## Trecho de origem:
David é fundador e CEO da Data Based Medicine Limited, que opera através do seu site RxISK.org, e se dedica a tornar os medicamentos mais seguros, através de relatórios diretos, feitos por pacientes, sobre os efeitos colaterais da droga em suas vidas.

Nesta entrevista, discutimos a Disfunção Sexual Pós SSRI (PSSD) e a abordagem nova e inovadora do Dr. Healy: encontrar uma cura para esse problema, com fortes repercussões na qualidade de vida de usuários de antidepressivos e em suas relações afetivo-amorosas.

Dois recentes e-mails para o Dr. Healy destacam o problema:

“Tomei X por 16 anos sem efeitos colaterais. Parei há 7 meses e todo o inferno veio abaixo. Alguns dos efeitos colaterais que recebi na primeira semana depois de parar foram: perda de libido, testículos / pênis frios, dor em torno do pénis e do ânus, zumbido, disfunção erétil, formigamento, dormência (…) A vida não é muito boa nos dias de hoje.”

“Eu fui casada . Tenho crianças bonitas. perderam seu pai. Se posso fazer qualquer coisa para ajudar, não hesite em contatar-me. Gostaria de dar-lhe o meu maior agradecimento pelo que está a fazer, e desejo-lhe o melhor de tudo com campanha de angariação de fundos.”

## Dados fornecidos:

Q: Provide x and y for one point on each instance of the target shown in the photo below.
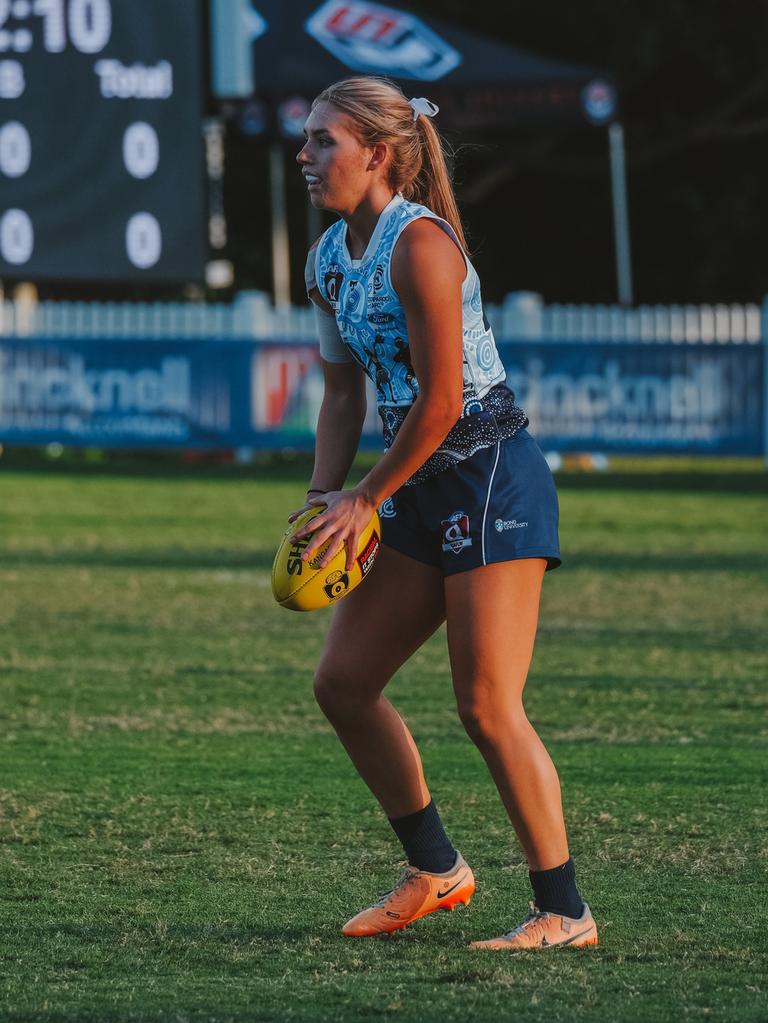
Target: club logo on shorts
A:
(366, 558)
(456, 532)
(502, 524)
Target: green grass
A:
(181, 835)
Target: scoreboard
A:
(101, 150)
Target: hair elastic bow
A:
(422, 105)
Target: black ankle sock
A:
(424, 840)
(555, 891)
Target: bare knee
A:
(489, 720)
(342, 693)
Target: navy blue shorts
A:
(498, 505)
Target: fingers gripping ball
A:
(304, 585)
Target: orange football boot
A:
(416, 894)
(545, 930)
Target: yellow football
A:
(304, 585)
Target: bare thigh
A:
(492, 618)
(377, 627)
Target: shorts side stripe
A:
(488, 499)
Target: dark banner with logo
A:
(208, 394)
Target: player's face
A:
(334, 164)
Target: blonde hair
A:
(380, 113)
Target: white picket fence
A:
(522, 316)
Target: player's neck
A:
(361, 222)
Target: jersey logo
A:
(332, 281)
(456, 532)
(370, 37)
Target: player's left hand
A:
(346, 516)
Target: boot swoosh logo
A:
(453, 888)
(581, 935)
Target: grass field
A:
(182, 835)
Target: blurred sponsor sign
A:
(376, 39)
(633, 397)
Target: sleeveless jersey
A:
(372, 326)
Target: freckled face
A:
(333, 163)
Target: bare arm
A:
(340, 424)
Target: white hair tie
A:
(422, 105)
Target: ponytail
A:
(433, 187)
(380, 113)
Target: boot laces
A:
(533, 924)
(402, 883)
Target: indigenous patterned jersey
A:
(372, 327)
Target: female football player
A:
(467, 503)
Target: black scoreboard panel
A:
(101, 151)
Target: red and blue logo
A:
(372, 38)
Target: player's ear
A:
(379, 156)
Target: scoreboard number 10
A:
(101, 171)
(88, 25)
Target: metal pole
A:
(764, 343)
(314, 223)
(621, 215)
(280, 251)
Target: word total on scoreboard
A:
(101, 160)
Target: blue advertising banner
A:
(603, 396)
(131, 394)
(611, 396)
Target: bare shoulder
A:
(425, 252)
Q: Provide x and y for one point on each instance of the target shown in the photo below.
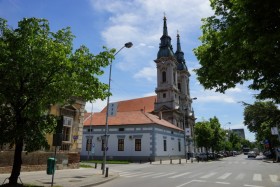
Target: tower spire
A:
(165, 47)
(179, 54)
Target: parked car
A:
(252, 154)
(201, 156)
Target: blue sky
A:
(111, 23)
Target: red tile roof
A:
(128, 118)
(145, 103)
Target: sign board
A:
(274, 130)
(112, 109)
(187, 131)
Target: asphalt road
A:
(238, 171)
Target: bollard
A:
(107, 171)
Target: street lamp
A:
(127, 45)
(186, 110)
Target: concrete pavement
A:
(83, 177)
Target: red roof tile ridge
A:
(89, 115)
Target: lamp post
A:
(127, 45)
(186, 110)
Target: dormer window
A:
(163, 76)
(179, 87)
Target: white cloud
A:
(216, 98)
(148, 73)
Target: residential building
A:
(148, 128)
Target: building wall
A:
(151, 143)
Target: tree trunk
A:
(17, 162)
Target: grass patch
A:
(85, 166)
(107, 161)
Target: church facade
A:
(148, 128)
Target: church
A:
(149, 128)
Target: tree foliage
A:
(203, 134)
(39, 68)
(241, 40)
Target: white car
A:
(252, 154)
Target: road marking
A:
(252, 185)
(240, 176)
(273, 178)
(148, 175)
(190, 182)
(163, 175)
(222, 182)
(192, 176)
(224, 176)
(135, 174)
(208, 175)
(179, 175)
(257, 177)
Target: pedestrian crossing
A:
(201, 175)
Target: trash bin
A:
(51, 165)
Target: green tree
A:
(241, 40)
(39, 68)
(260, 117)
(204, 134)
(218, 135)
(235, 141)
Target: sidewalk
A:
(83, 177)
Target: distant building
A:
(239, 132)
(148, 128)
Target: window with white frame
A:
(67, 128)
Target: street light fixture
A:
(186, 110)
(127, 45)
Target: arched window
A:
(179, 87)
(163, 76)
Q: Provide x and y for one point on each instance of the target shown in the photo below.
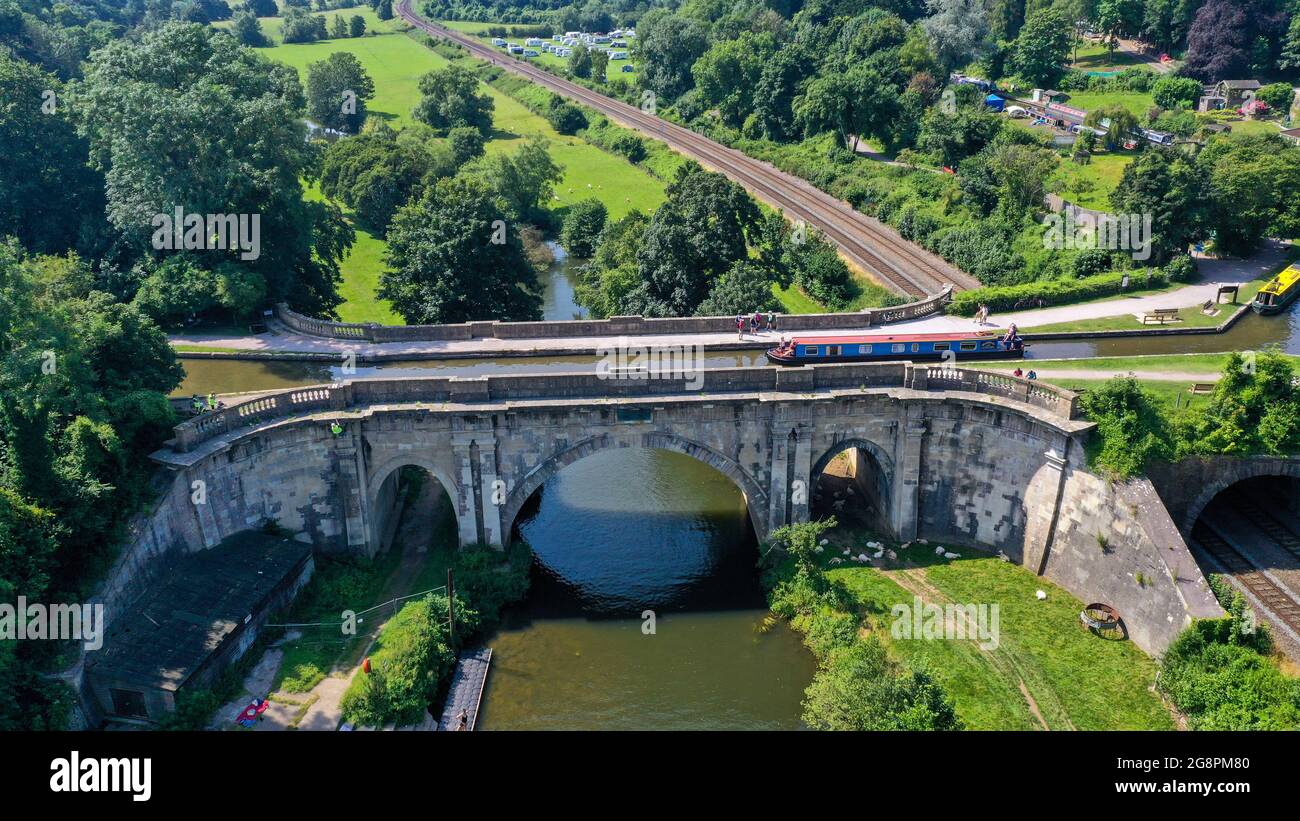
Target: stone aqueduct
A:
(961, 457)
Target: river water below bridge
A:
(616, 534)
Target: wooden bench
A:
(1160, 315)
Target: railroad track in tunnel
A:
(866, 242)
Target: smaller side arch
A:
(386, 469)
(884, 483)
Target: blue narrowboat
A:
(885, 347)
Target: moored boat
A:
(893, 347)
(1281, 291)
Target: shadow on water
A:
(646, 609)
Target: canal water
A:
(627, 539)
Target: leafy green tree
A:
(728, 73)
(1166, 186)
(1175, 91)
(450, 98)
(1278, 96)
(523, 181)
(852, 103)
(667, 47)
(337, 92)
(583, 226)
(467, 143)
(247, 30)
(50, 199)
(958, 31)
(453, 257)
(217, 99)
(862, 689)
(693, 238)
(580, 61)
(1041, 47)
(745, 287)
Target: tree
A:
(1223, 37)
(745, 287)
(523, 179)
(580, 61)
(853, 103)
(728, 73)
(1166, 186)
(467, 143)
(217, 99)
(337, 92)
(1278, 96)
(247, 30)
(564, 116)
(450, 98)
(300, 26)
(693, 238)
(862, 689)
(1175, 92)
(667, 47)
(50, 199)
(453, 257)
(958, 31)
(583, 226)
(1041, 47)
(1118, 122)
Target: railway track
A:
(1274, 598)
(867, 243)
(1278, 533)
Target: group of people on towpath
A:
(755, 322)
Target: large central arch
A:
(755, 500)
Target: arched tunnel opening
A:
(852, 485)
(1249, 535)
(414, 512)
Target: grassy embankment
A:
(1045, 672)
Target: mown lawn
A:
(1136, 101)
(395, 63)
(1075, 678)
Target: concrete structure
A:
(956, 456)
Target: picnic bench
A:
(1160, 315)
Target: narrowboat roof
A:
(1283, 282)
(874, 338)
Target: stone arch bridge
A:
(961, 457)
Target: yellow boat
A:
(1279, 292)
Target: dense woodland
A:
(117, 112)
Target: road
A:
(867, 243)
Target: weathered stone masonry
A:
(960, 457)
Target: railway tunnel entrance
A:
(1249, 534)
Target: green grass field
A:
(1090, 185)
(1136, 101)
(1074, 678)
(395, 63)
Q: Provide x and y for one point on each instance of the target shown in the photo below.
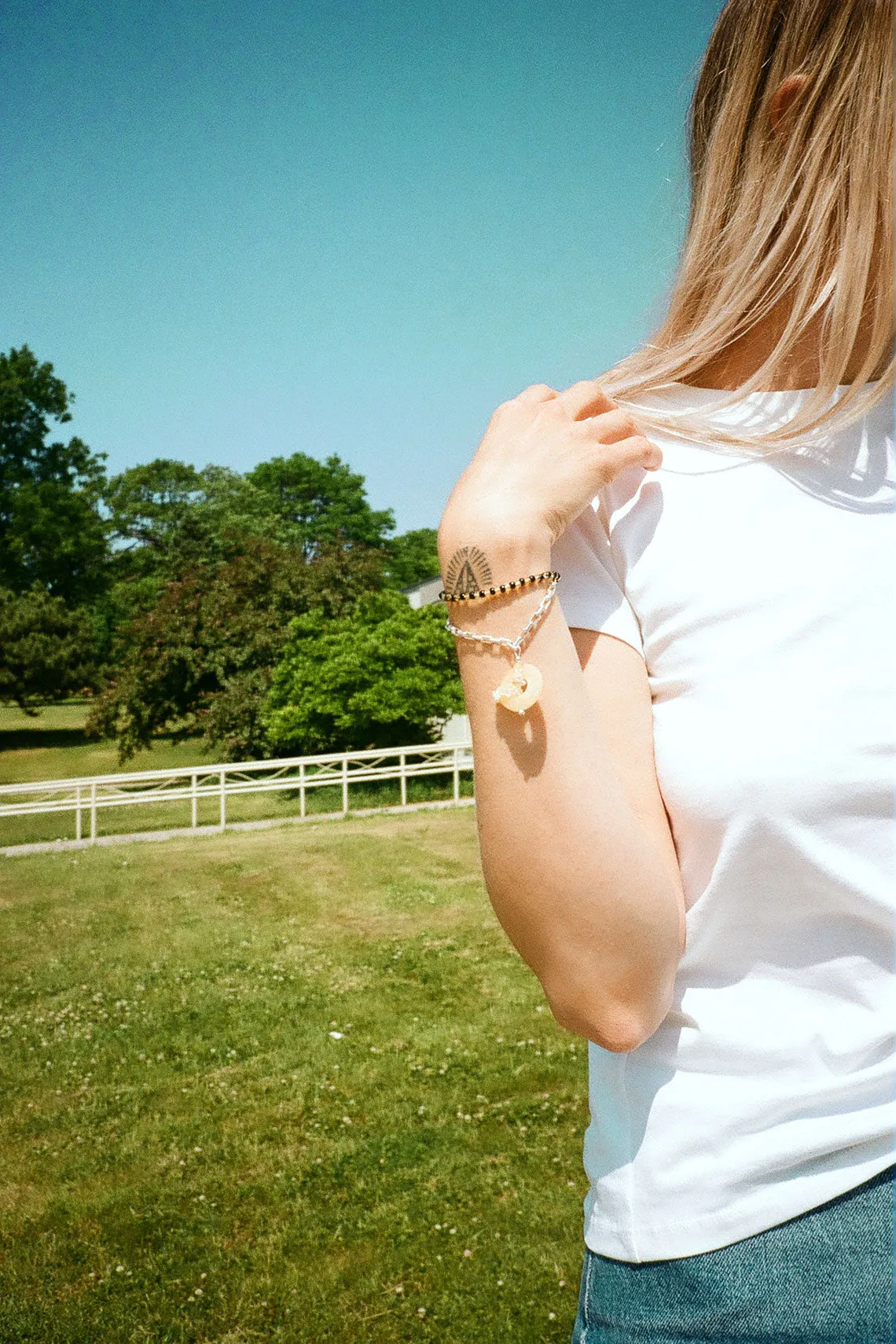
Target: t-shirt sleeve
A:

## O que fazer:
(A) Digite novamente o trecho começando em "Nesta entrevista, discutimos" e seguindo até "suas relações afetivo-amorosas.".
(B) Responda sim ou não para cada afirmação, conforme esteja de acordo com o trecho, e cite as palavras exatas do trecho que decidem a resposta. (i) A Data Based Medicine Limited opera por meio do site RxISK.org. (ii) Quem escreveu o primeiro e-mail teve efeitos colaterais durante os 16 anos em que tomou X. (iii) O trecho apresenta três e-mails enviados ao Dr. Healy.

## Respostas dos exercícios:
(A)
Nesta entrevista, discutimos a Disfunção Sexual Pós SSRI (PSSD) e a abordagem nova e inovadora do Dr. Healy: encontrar uma cura para esse problema, com fortes repercussões na qualidade de vida de usuários de antidepressivos e em suas relações afetivo-amorosas.

(B)
(i) Sim: "que opera através do seu site RxISK.org".
(ii) Não: "Tomei X por 16 anos sem efeitos colaterais."
(iii) Não: "Dois recentes e-mails para o Dr. Healy destacam o problema".